**** Data lines

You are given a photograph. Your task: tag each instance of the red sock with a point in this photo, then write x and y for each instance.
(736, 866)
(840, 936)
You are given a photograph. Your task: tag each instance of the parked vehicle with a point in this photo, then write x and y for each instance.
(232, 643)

********

§ To do: Put the lines above into a Markdown table with the columns Row and Line, numbering each row and leaving out any blank lines.

§ Task result:
| Row | Line |
|---|---|
| 1 | You are given a photograph. Your task: tag each instance of the red sock with a point in this photo, then write x and y for each instance. |
| 2 | (736, 866) |
| 3 | (840, 936) |
| 4 | You are given a photograph. Your task: tag each instance of the parked vehicle with a point in this photo, then write x and y for each instance. |
| 5 | (232, 643) |